**EXTRACTO DEL DOCUMENTO:**

De acuerdo con el principio moral que entraña esta tercera postura, ninguna de las intervenciones
militares estadounidenses en los años noventa, en los Balcanes, Asia Occidental y Central, América
Central y el Caribe, estaría justificada. Es evidente que es necesario establecer una fuerza
verdaderamente internacional e imparcial que no esté sujeta a ninguna potencia o grupo de potencias ni
actúe en su nombre, y que sea capaz de intervenir para mantener la paz y la seguridad internacionales.
Son muchos los que han esperado, con razón o sin ella, que la ONU podría haberse movido en esa
dirección. Pero las condiciones en que una fuerza de esa tipo podría intervenir militarmente serían
sumamente estrictas, y es evidente que estamos muy lejos de contar con algo parecido. Pero el quid de
este debate sobre los principios prescriptivos está en que lo que los artífices del imperio estadounidense
han hecho en nombre de la intervención humanitaria no se puede envolver en un manto de rectitud
moral e integridad.
No en nuestro nombre
En su famosa obra De la guerra, el barón von Clausewitz emitió su veredicto sobre una cuestión que
había perseguido a numerosos pensadores militares y políticos: ¿se debería hablar de la guerra como un
arte o como una ciencia? Clausewitz declaró que la guerra se parecía más al comercio. Con esto, quería
decir que luchar en una guerra era como las operaciones en metálico en los negocios y el comercio. La
mayoría de esas transacciones económicas no se efectuaban en metálico, ya que bastaba con las
transferencias entre libros contables y con otras formas de actividad financiera. Pero, en última
instancia, el sistema dependía de la realidad de los pagos en metálico y de la garantía de que éstos
tendrían efectivamente lugar. Del mismo modo, la mayoría de la política internacional no tenía que ver
con la guerra, pero ganar guerras era, a fin de cuentas, el elemento verdaderamente decisivo en el
campo de la política internacional. Muchos pensadores militares y políticos de hoy día aún consideran
esta visión como una verdad irrefutable.
Pero por cierto que esto fuera en la época de Clausewitz y durante la mayor parte del siglo XIX, como
supuesto axioma de la política internacional ha resultado cada vez menos sólido desde principios del
siglo XX en adelante. El motivo no es difícil de entender. Es la llegada de la política de masas –la
entrada de un gran número de personas corrientes, no gobernantes, ni nobles o las clases más altas, al
ámbito de la vida política– lo que lo ha cambiado todo. El consentimiento de las masas –es decir, la
legitimidad de las masas– se ha convertido en la condición de fondo ineludible de la política
contemporánea. Su importancia varía según el momento y el contexto, pero es algo que no se puede
ignorar y siempre se debe buscar.

**ENTRADAS EXTRAÍDAS:**
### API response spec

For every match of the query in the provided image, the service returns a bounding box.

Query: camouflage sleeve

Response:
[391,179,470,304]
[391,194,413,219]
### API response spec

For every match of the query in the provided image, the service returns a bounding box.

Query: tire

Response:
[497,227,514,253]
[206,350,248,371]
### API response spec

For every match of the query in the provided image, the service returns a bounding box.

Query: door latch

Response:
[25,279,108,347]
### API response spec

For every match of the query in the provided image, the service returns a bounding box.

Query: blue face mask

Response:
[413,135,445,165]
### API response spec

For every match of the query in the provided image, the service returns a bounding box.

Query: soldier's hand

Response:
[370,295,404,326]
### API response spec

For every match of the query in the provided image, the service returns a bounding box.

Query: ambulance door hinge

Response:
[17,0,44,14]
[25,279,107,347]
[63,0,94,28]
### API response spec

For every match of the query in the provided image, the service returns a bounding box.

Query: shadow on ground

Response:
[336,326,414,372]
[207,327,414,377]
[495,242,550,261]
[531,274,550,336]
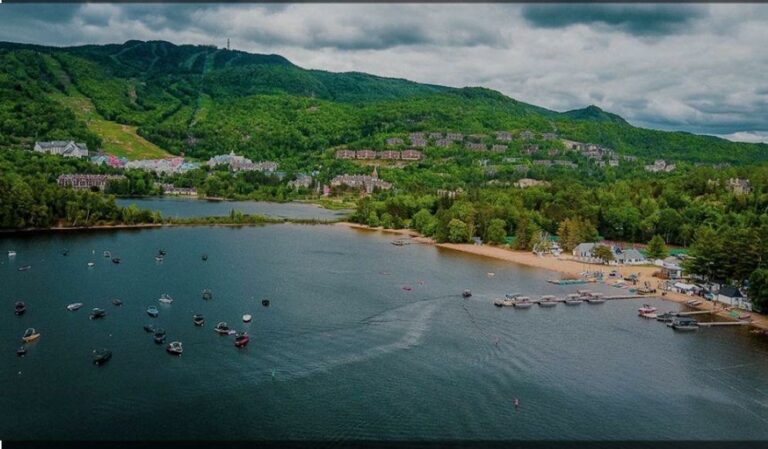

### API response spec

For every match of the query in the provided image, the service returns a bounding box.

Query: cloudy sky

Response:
[0,3,768,142]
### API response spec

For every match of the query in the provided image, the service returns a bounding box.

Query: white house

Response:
[34,140,88,157]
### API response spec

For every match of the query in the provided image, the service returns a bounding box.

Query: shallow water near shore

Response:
[0,225,768,441]
[116,197,353,221]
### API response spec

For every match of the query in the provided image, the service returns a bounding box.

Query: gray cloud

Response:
[522,4,708,36]
[0,4,768,140]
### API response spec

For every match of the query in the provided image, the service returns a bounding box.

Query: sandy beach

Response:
[337,222,768,330]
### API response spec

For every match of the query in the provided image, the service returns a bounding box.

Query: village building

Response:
[400,150,424,161]
[336,150,355,159]
[355,150,376,159]
[34,140,88,158]
[725,178,752,195]
[496,131,512,142]
[379,151,400,160]
[56,174,125,191]
[515,178,549,189]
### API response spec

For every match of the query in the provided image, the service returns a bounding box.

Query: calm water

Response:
[117,198,352,220]
[0,225,768,441]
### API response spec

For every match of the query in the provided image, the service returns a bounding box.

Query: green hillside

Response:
[0,41,768,164]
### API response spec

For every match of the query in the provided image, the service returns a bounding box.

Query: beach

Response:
[337,222,768,331]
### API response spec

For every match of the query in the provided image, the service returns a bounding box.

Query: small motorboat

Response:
[235,332,251,348]
[539,295,557,307]
[213,321,229,335]
[13,301,27,316]
[67,302,83,312]
[165,341,184,355]
[637,304,656,315]
[152,328,165,345]
[93,349,112,366]
[91,307,107,320]
[667,317,699,332]
[21,327,40,343]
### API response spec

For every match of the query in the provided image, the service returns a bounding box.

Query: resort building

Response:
[34,140,88,158]
[57,174,125,191]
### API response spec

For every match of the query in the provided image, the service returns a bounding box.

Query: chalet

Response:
[336,150,355,159]
[715,285,752,310]
[379,151,400,160]
[355,150,376,159]
[496,131,512,142]
[515,178,549,189]
[725,178,752,195]
[57,174,125,191]
[34,140,88,158]
[522,145,539,156]
[400,150,424,161]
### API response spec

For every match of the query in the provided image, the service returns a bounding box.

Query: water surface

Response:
[0,225,768,441]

**TAREAS:**
1. Según el extracto del documento, ¿a qué actividad dijo Clausewitz que se parecía más la guerra?
2. Prolonga el extracto del documento a partir de su última oración, con uno o dos párrafos más.
El listado proviene de una fuente distinta.

**RESPUESTAS:**
1. Al comercio.

2.
La lucha política, ahora más que nunca, no es fundamentalmente una competición de armas o de fuerza
económica. Es, por encima de todo, algo relacionado con la imposición de la voluntad de un actor sobre
el otro, en que el poder económico y militar de dicho actor es uno de los medios para lograr dicha
imposición. ¿Pero qué ocurre cuando la voluntad del actor que es más débil económica y militarmente
ya no procede de un pequeño círculo dirigente sino de la voluntad de un gran número de personas?
¿Qué sucede cuando esa “voluntad en masa” común está tan decidida a no ceder, independientemente
de lo frágil que sea en comparación con su rival? ¿Qué hace el otro bando cuando esa determinación
radica en una convicción inquebrantable en la rectitud y la justicia de una causa por la que la población
está dispuesta a realizar los sacrificios más extraordinarios y constantes? Significa que al igual que en
los casos de la descolonización, la derrota de los Estados Unidos en Vietnam, de la URSS en
Afganistán, el derrumbe del régimen segregacionista en Sudáfrica y de la propia Unión Soviética, la
cuestión de la legitimidad entre las masas se convierte en algo de vital importancia. Lo que suele
conocerse como el ‘poder blando’ resulta en última instancia más decisivo que el poder duro de la
potencia militar y económica.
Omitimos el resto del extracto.